What is asked: Everything from the line that contains "Spot the blue sea" through the final line of the records should be written out exactly, and nothing outside that span.

Material:
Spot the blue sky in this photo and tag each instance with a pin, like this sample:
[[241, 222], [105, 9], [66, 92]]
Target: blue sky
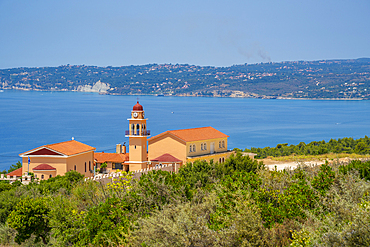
[[216, 33]]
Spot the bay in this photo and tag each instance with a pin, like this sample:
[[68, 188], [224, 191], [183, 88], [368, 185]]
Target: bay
[[29, 119]]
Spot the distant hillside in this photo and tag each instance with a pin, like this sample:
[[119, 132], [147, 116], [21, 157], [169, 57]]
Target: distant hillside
[[332, 79]]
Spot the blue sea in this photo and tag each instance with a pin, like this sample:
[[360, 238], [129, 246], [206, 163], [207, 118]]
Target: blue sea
[[30, 119]]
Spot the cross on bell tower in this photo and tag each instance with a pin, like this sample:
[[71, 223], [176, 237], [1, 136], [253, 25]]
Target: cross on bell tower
[[137, 134]]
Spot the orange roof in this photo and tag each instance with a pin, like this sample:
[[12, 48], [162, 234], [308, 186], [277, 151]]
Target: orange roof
[[166, 158], [17, 172], [110, 157], [195, 134], [67, 148]]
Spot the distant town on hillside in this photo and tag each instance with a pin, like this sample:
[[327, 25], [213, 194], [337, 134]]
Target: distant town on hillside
[[324, 79]]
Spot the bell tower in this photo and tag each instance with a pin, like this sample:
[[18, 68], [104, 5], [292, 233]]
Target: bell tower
[[137, 134]]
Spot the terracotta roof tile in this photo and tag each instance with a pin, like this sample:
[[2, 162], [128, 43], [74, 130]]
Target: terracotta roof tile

Task result:
Spot the blue sea in this photo and tag each instance with a pin, like this sample:
[[360, 238], [129, 246], [206, 163], [207, 118]]
Target: blue sea
[[30, 119]]
Spot the cross on bell tower in this photo and tag each instance with a pin, like this sample:
[[71, 223], [176, 237], [1, 136], [253, 25]]
Target: cross on bell tower
[[137, 134]]
Spot the orange roof in this photo and tag each instance with a pin, like this sample:
[[12, 48], [162, 234], [308, 186], [277, 151]]
Target: orange roof
[[166, 158], [17, 172], [110, 157], [195, 134], [67, 148]]
Spot the distant town on hillside in this photo and tag each instance with a pin, like this sample:
[[327, 25], [213, 194], [337, 134]]
Target: distant town on hillside
[[324, 79]]
Spot the bell tower in this photo and tag each instance with a pin, like this sample:
[[18, 68], [104, 5], [292, 233]]
Target: bell tower
[[137, 134]]
Spot the terracotta roof tile in this photo and tag each instance with a pin, like this sample:
[[2, 162], [128, 43], [74, 130]]
Target: terracotta roof tile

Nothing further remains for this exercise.